Work to complete: Look through the listing for the string "below" and copy out every line that holds it.

Top of Recorded information

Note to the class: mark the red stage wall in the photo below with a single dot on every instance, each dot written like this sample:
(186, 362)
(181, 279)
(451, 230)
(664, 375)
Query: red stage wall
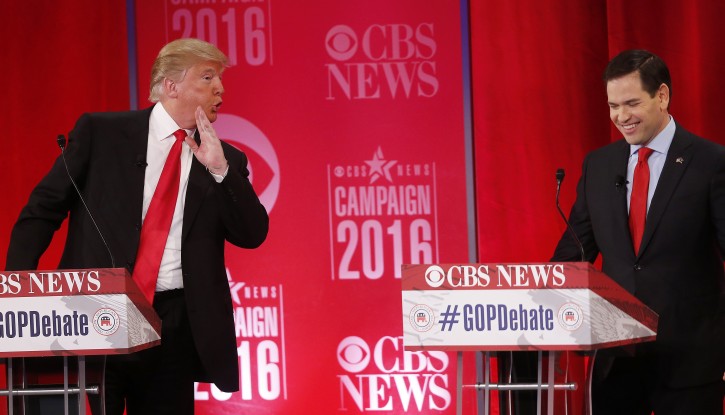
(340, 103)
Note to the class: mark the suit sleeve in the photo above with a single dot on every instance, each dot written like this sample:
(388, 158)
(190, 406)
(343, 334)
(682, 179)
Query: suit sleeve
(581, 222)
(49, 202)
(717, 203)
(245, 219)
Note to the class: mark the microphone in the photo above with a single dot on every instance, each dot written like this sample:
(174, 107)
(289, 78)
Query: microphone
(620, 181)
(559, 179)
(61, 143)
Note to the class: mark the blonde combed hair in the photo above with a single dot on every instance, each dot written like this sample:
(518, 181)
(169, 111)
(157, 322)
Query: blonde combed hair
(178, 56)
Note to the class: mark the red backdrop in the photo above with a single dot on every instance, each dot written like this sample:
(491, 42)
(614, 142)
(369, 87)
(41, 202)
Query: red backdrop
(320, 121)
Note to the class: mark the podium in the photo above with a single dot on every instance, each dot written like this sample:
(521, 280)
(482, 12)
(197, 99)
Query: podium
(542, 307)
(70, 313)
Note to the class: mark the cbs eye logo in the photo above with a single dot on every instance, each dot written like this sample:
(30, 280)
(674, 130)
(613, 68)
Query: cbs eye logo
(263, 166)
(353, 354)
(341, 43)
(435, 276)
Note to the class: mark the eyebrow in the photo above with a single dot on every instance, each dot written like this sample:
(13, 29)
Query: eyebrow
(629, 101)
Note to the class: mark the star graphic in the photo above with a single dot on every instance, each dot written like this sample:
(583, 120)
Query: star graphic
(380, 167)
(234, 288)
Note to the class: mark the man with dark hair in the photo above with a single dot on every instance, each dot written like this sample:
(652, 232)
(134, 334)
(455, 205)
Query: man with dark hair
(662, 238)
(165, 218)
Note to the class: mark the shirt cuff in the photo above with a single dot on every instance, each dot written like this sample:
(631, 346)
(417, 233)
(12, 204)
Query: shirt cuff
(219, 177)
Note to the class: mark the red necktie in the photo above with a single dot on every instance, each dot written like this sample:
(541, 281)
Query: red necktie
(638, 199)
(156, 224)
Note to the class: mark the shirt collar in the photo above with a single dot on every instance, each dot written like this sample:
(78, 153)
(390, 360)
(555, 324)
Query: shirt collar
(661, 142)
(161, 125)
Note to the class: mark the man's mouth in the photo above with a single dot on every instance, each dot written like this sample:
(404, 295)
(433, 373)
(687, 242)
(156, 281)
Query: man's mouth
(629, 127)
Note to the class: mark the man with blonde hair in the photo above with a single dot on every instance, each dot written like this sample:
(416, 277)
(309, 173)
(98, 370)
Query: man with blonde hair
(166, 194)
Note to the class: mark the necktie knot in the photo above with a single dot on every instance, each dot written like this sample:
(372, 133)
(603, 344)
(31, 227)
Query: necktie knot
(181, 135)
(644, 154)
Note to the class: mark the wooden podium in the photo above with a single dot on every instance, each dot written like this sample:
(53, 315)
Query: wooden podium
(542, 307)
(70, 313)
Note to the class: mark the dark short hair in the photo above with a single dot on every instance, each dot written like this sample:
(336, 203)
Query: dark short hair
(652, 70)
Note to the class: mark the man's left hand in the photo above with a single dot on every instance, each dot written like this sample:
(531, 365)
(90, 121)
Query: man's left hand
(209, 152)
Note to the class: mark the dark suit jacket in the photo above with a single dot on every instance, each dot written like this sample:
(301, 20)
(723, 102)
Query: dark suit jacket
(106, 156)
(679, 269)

Bottom of Recorded information
Top of Recorded information

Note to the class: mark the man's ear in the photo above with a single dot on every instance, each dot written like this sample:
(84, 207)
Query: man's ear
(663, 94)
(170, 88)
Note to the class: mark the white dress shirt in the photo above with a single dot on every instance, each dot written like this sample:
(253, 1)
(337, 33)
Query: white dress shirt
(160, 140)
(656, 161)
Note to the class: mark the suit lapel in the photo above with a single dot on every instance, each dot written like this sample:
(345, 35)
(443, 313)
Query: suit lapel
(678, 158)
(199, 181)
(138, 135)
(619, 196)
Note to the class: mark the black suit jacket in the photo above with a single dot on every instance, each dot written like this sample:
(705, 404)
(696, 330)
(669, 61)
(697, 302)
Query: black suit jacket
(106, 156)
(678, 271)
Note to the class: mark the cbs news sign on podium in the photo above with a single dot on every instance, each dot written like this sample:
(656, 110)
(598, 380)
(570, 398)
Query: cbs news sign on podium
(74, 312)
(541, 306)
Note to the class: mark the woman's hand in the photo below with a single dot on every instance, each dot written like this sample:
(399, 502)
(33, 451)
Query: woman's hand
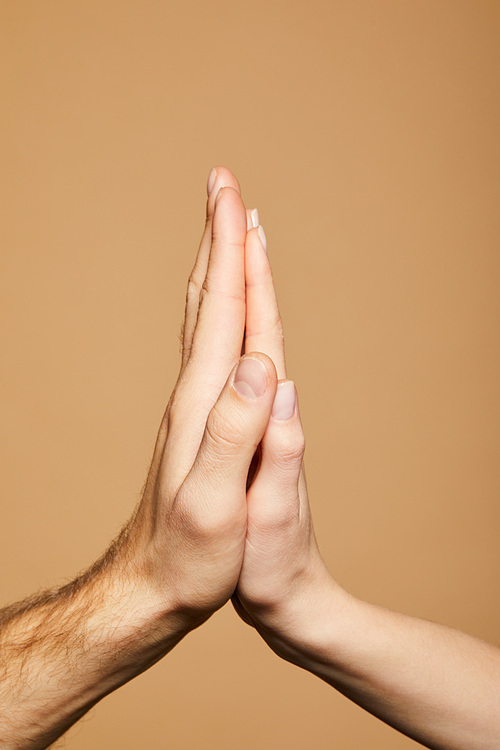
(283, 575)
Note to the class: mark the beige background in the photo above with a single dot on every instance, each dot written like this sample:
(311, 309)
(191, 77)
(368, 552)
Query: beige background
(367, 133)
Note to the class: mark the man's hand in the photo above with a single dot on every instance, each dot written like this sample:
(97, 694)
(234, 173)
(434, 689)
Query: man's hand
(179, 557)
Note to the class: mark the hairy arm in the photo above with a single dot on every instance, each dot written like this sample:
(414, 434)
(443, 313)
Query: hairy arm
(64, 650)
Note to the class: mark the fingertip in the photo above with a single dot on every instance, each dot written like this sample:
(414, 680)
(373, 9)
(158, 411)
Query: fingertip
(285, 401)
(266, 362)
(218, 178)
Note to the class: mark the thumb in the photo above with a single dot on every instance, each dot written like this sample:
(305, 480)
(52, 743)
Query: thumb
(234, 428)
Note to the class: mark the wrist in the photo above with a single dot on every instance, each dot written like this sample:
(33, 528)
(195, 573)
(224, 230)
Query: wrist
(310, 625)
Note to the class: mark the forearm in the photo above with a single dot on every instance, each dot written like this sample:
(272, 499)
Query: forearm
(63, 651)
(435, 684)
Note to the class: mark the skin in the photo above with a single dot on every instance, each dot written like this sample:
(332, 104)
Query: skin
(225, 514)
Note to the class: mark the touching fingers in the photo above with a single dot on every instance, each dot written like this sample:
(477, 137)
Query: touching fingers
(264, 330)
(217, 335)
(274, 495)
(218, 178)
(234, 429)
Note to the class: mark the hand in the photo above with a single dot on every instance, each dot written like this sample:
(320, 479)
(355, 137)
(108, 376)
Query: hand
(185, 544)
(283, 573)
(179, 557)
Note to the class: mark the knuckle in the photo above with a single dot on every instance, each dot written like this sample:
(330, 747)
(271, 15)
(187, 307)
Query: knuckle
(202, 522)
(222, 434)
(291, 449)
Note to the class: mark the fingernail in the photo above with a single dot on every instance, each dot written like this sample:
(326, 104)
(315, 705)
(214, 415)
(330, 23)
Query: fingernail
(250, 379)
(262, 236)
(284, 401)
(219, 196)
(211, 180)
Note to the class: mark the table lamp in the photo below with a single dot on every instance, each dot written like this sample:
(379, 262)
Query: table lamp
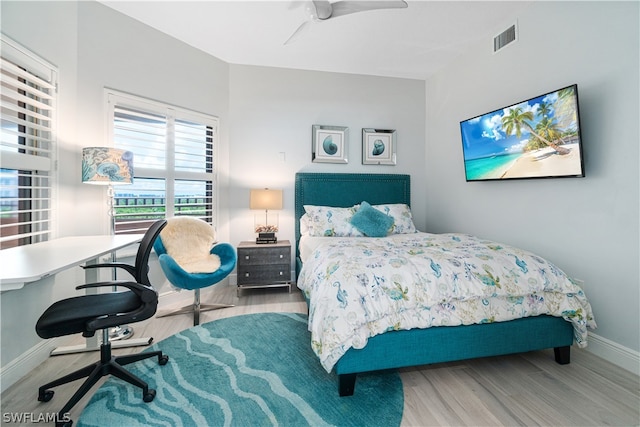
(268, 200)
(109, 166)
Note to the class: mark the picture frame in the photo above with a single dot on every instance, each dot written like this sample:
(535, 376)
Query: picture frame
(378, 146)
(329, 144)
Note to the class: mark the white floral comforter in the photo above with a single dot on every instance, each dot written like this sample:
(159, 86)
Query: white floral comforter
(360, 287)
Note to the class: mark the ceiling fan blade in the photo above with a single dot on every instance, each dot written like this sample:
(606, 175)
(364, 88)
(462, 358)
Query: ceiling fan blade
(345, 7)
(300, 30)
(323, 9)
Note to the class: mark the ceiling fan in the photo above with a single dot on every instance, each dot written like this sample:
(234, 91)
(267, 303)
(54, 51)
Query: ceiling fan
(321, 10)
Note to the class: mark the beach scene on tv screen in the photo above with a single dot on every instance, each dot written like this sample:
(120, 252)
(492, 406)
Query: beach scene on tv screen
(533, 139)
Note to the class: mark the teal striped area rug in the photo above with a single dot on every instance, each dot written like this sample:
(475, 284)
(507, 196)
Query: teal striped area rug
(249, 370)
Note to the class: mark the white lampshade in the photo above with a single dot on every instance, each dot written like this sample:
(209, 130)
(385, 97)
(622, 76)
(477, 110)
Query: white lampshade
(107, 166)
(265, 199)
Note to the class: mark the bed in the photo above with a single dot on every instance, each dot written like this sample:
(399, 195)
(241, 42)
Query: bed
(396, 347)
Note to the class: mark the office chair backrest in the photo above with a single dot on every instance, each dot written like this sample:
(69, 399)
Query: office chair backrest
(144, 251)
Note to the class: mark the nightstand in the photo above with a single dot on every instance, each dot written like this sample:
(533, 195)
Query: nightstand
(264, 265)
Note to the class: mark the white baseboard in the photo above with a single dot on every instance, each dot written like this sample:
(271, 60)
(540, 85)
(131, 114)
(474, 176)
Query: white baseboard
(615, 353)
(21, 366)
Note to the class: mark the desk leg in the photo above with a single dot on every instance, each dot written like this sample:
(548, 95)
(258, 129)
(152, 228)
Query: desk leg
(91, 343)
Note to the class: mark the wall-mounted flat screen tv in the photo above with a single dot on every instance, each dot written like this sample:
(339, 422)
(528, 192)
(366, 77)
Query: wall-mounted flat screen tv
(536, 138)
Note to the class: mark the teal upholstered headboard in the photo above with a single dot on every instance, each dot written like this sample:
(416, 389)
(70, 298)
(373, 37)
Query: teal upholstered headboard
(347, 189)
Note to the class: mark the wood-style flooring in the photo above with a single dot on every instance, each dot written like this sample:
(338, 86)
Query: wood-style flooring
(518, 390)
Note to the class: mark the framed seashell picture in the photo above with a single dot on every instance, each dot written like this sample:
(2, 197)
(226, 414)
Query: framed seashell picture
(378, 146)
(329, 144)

Bottom of Recorded information
Top of Recorded information

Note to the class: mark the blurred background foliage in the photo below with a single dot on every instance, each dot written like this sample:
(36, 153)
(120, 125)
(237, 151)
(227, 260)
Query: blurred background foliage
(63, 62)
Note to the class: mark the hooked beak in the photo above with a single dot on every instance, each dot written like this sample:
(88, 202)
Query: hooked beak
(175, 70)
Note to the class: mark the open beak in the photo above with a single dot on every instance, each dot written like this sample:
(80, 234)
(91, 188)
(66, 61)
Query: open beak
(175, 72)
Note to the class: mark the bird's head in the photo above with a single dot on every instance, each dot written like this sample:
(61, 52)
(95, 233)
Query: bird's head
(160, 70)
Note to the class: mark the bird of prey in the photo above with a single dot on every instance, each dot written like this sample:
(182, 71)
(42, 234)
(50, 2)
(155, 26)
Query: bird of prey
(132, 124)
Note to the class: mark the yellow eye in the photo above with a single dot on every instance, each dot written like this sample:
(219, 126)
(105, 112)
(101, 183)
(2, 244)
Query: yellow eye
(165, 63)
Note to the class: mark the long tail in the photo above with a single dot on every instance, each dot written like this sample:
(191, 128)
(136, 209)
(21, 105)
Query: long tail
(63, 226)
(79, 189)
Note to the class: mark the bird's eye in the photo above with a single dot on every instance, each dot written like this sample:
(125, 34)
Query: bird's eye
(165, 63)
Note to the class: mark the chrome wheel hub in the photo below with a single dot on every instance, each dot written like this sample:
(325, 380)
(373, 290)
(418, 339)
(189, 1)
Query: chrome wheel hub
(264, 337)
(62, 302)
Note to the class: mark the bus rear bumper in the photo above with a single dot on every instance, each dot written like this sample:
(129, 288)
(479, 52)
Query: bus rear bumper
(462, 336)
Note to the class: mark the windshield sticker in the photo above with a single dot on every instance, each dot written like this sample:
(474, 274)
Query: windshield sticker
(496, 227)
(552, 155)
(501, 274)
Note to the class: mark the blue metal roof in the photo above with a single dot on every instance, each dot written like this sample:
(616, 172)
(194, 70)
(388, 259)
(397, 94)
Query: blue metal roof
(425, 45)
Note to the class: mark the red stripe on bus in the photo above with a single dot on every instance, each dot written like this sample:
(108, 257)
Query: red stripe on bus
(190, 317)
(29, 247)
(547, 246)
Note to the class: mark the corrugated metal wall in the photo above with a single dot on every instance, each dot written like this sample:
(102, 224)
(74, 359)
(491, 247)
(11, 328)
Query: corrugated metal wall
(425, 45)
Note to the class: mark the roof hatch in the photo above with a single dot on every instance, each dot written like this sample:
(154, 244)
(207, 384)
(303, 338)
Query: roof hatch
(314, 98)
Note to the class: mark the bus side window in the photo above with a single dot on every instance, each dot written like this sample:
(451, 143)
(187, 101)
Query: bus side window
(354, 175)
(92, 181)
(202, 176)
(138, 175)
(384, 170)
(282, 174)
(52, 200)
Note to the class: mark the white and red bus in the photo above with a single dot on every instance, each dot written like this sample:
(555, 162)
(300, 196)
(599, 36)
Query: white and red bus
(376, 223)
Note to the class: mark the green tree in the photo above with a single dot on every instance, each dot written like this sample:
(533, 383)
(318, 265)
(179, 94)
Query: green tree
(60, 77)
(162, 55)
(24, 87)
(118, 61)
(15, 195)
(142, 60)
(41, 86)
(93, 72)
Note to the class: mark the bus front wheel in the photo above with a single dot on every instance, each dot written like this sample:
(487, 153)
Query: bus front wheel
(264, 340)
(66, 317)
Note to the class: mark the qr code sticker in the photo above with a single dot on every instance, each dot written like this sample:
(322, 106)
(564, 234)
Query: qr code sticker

Bottom of Recorded information

Final answer:
Note to the class: mark the red stage wall in the photo below with a single dot on every instance, each dot written like this sample:
Note to the class: mark the woman's hand in the photo below with a single dot on every instance, each dot written like this sample:
Note to the class: mark the table lamp in the photo below with a single dot on every instance, each dot written like this sample:
Note to the class: mark the blurred background foliage in the photo below with a single dot on every instance, each dot written like this sample:
Note to the class: mark the chrome wheel hub in the photo below with a single dot on every instance, each dot written like this sample:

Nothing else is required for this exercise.